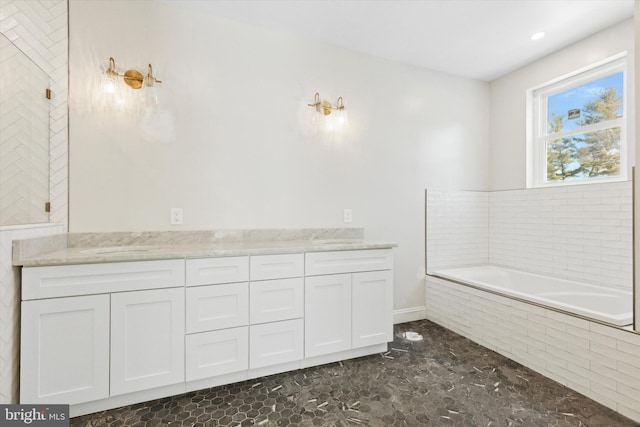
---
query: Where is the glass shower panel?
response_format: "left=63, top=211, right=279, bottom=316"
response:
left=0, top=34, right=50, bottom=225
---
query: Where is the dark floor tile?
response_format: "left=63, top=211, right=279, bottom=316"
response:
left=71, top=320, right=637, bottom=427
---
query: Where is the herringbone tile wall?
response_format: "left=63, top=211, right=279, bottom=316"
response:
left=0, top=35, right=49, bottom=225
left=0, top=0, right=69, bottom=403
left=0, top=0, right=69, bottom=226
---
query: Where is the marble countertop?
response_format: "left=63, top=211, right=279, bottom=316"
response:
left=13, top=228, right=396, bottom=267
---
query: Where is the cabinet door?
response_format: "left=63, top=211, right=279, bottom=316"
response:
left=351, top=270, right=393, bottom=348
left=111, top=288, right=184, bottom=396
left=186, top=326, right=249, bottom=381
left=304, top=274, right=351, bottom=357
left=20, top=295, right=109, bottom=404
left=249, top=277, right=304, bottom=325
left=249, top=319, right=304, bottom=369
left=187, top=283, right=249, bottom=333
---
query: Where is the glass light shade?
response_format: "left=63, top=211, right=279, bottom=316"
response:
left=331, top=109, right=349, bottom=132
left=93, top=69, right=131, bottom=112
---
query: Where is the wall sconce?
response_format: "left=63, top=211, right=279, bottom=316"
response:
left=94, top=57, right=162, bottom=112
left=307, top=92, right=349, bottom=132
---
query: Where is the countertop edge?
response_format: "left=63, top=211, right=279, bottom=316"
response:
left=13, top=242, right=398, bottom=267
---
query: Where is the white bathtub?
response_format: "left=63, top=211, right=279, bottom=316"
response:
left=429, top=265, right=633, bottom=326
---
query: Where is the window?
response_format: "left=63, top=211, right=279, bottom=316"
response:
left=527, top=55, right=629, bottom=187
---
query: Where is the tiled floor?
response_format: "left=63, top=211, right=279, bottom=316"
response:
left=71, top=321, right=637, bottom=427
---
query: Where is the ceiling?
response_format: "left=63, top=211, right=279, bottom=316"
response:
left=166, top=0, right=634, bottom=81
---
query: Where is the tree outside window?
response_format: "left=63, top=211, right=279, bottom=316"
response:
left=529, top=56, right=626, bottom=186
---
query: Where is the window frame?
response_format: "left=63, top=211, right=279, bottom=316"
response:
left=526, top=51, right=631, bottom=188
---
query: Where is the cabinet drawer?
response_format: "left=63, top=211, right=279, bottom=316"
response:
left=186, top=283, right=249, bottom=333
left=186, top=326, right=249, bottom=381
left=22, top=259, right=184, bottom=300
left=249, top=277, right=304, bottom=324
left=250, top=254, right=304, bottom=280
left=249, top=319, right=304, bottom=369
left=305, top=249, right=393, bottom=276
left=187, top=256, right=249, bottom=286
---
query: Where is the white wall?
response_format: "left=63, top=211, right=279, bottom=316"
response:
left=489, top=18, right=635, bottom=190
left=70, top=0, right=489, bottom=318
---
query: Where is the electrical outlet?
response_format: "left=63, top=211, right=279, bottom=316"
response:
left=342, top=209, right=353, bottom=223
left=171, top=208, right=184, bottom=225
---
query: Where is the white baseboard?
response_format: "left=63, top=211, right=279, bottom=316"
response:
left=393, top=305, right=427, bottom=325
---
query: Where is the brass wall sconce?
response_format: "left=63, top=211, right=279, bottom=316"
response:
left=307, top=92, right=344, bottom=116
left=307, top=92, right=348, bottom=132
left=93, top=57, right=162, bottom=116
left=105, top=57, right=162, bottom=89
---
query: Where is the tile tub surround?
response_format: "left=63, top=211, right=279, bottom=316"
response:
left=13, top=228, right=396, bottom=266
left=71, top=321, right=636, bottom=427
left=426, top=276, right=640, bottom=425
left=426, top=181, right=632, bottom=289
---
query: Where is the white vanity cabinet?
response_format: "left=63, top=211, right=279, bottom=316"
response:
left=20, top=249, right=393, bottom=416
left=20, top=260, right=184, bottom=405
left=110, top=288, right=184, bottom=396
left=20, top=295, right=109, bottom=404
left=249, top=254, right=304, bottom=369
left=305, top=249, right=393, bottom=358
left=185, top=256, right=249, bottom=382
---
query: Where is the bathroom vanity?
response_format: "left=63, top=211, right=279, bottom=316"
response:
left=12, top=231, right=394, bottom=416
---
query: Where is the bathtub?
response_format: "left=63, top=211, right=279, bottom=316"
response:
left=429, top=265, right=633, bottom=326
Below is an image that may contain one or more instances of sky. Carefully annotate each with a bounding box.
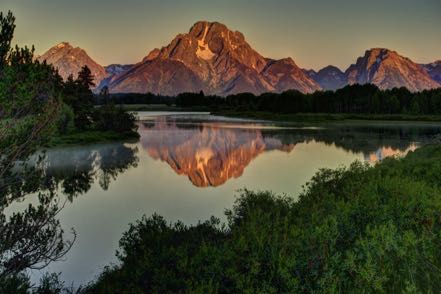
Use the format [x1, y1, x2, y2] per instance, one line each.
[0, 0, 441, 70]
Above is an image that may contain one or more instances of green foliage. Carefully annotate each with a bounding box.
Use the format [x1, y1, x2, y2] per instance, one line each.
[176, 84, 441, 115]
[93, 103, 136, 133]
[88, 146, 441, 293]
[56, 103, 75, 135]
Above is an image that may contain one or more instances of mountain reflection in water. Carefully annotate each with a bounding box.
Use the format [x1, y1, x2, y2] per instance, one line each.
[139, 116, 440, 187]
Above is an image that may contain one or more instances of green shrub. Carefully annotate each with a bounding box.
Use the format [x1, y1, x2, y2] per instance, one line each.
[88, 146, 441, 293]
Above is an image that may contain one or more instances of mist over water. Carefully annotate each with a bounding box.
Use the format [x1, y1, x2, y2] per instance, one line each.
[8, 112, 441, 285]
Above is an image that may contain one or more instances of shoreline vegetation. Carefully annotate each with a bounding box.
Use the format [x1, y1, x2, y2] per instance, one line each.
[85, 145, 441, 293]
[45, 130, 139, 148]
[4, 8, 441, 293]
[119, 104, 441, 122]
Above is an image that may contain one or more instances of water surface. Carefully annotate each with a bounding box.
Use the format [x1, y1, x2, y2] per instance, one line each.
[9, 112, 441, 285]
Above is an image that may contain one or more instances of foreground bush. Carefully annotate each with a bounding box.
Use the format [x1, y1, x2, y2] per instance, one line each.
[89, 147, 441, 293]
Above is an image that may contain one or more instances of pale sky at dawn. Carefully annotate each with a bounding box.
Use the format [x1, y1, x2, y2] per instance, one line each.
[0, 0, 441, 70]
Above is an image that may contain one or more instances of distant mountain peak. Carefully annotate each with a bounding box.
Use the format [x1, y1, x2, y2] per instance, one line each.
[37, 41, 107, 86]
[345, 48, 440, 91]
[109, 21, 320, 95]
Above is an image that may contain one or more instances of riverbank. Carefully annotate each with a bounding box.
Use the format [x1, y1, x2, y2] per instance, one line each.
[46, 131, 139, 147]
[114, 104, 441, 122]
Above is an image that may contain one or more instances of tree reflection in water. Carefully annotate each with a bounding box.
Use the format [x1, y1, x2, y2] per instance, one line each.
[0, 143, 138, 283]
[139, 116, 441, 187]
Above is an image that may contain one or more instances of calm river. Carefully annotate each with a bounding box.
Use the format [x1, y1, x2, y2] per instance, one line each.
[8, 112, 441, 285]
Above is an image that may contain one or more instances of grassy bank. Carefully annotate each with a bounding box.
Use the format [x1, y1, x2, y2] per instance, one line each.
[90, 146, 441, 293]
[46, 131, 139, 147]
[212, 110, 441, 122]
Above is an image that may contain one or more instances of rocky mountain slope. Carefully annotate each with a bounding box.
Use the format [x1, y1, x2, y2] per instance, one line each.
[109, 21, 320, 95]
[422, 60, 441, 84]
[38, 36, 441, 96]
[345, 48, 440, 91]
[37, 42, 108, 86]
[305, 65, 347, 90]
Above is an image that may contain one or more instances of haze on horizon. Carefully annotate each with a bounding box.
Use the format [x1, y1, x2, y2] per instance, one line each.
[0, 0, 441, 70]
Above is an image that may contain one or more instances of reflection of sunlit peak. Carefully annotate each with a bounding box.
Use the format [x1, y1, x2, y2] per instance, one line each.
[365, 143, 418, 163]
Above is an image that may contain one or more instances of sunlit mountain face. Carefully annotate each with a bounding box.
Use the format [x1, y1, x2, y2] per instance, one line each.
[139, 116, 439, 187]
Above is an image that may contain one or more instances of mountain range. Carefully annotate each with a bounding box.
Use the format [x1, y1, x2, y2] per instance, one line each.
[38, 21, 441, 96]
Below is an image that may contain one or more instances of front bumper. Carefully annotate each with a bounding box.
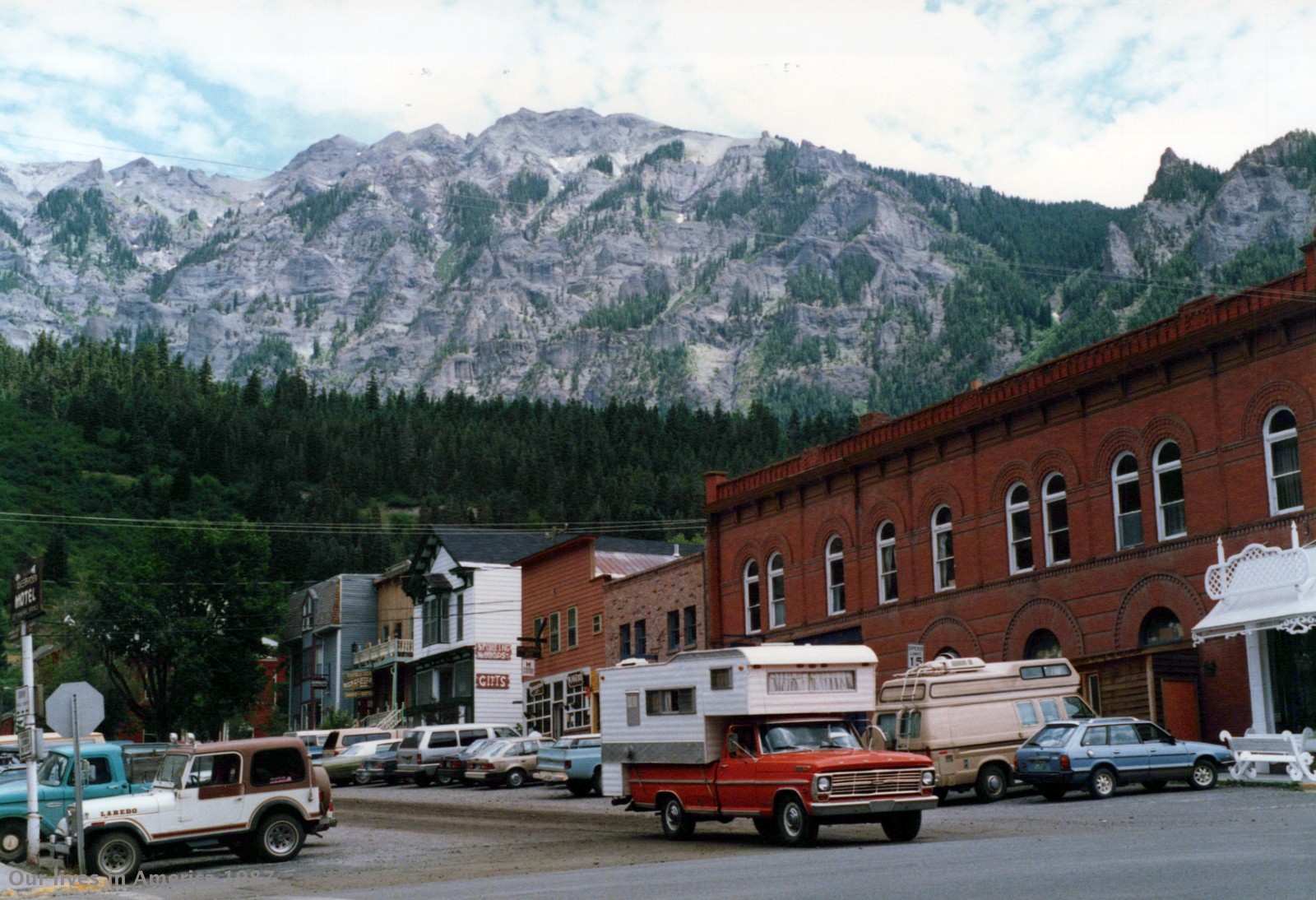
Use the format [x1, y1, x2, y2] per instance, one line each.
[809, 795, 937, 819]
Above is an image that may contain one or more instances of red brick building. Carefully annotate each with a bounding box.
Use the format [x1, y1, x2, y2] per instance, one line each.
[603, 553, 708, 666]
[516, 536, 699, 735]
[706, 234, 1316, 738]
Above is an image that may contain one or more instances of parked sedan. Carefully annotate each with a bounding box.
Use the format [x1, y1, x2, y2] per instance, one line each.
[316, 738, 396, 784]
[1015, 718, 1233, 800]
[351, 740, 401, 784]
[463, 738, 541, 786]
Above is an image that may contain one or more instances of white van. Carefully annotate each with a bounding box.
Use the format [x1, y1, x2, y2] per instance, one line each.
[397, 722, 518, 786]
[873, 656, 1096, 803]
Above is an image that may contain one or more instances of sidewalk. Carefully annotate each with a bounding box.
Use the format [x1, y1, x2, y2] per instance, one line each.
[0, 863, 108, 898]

============

# [TASK DETAILS]
Reproduce the rows verbatim, from the line with "range. Carefully annotate each with a bounding box." up to and including the line with "[809, 795, 937, 819]". Leave the picture out of your answer.

# [REPLY]
Above is an image that may contain one or more instances of mountain range. Carefully annotate each with a bounding box.
Use the format [x1, y1, x2, y2] per instance, one line each.
[38, 21, 441, 96]
Below is an image that may contain one or more instances of front bumper. Carefully annotate each with a bounding box.
Use the format [x1, y1, x2, y2] per instance, one line each.
[809, 795, 937, 819]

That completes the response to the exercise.